** start of Data for this task **
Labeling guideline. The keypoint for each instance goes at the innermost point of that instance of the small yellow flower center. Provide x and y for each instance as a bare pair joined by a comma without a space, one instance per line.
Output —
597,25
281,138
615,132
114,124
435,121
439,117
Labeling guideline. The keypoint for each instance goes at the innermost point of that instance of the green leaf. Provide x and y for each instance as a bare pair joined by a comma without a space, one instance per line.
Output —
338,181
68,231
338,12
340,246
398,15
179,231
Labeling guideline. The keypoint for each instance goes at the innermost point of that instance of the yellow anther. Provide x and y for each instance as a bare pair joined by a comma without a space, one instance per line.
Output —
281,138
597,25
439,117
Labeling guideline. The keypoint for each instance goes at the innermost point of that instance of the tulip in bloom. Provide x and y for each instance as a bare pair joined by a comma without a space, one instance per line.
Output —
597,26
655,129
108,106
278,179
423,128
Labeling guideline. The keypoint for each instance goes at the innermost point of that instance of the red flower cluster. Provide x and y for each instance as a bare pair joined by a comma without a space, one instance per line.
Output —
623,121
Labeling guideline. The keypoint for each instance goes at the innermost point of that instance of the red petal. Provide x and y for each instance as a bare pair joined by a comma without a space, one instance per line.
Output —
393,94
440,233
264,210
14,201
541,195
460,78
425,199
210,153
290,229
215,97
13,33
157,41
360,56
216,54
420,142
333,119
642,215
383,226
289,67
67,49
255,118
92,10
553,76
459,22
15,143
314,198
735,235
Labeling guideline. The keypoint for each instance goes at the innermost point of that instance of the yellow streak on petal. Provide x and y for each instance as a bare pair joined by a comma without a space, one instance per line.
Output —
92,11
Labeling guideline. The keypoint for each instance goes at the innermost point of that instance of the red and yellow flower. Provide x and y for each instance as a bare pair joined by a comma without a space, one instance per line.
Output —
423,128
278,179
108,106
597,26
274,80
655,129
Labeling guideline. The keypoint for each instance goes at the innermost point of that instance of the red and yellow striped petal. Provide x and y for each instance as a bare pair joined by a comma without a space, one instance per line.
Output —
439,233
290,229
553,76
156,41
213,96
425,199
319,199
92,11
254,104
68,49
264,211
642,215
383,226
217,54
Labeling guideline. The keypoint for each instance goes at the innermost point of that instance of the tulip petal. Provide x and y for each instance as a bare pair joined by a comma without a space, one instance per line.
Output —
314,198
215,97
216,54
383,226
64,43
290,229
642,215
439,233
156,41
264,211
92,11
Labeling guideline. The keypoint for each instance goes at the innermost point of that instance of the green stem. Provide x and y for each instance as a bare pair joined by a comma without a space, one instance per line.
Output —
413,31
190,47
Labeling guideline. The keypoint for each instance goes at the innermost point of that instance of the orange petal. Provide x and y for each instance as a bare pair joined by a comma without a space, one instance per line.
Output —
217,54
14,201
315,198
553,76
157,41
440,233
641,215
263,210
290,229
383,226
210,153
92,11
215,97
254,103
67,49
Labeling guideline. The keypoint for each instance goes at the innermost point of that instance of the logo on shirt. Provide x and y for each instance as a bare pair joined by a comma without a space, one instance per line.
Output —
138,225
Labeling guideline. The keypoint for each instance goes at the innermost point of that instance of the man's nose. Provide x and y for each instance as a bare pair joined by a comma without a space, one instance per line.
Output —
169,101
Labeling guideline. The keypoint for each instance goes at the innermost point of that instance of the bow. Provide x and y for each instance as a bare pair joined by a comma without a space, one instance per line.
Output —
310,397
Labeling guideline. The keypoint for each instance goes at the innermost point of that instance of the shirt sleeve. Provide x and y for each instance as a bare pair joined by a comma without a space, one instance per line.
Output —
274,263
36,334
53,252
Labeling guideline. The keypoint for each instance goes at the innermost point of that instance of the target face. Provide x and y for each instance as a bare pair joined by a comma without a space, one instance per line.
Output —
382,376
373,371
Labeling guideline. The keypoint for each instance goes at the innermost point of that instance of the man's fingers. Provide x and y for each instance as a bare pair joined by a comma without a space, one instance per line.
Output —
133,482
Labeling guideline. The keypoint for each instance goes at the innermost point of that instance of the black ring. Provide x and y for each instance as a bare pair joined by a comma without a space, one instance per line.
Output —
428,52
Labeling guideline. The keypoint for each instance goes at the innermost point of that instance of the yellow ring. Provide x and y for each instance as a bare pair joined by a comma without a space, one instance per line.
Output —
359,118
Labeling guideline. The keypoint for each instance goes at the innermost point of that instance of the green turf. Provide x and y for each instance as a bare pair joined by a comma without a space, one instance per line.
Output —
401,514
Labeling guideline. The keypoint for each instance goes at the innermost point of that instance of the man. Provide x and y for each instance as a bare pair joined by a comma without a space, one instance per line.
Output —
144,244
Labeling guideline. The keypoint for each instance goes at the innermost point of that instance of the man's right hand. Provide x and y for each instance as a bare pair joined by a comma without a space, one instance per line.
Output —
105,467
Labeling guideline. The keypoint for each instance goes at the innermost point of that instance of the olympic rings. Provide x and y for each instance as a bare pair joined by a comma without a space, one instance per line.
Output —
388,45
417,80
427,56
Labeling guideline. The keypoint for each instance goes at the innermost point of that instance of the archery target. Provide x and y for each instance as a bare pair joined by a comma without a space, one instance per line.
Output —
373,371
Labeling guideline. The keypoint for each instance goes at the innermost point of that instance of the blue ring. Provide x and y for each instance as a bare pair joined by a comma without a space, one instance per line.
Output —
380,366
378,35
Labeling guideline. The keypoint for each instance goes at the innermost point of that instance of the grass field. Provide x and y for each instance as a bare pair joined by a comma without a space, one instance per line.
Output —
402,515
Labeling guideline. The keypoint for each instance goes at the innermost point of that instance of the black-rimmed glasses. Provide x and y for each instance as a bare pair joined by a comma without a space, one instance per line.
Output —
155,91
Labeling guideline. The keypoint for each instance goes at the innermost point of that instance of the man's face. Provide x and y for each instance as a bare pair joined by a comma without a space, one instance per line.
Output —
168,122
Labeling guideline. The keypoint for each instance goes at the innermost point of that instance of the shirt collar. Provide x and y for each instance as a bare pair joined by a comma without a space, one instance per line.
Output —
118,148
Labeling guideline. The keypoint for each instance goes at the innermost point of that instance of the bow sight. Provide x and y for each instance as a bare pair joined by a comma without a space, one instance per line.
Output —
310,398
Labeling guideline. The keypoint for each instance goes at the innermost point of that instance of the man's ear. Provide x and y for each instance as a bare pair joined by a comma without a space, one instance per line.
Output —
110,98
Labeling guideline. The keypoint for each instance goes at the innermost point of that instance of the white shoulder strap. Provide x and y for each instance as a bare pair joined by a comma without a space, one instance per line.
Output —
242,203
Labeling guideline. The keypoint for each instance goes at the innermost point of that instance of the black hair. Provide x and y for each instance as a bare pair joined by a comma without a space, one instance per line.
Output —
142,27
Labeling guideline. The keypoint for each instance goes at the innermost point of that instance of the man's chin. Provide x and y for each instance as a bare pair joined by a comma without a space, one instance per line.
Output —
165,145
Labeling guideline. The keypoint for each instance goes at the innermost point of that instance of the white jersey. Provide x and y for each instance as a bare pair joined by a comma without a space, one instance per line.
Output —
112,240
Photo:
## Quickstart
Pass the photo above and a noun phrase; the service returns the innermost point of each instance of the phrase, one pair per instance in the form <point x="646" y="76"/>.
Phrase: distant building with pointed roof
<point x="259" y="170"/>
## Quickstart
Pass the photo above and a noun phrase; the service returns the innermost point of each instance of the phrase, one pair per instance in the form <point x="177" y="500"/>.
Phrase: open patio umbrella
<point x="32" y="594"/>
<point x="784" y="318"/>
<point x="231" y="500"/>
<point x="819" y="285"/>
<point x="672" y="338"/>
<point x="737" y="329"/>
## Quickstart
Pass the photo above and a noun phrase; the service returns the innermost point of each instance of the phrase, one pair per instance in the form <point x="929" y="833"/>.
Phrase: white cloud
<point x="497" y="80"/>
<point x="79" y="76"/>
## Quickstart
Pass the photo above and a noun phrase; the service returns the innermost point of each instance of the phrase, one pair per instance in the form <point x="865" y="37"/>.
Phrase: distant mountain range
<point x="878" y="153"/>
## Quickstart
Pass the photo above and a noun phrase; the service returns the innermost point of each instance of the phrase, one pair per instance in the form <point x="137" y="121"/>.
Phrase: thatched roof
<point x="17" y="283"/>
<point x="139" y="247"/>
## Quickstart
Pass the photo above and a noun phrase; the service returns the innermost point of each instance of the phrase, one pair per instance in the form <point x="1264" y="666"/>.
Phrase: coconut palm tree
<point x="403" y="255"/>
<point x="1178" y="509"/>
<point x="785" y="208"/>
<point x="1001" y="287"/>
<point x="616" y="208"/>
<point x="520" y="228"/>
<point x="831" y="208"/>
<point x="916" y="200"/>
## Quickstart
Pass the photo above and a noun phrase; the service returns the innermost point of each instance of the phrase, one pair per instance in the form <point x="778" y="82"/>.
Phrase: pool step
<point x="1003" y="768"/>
** end of Data for this task **
**Short exercise:** Please show every line from the items above that contains the word "white".

**Answer to this task:**
Labeling guideline. The keypoint for each instance goes at the innermost point of that instance of the white shoulder strap. Provide x and y for each instance as a bare pair joined by a comma without a space, one instance per line.
Labeling guideline. The keypoint for each instance goes at the innermost point of that instance of the white jersey. Provide x and y for each instance as a bare pair joined by a comma without a space, one instance per line.
Phrase: white cloud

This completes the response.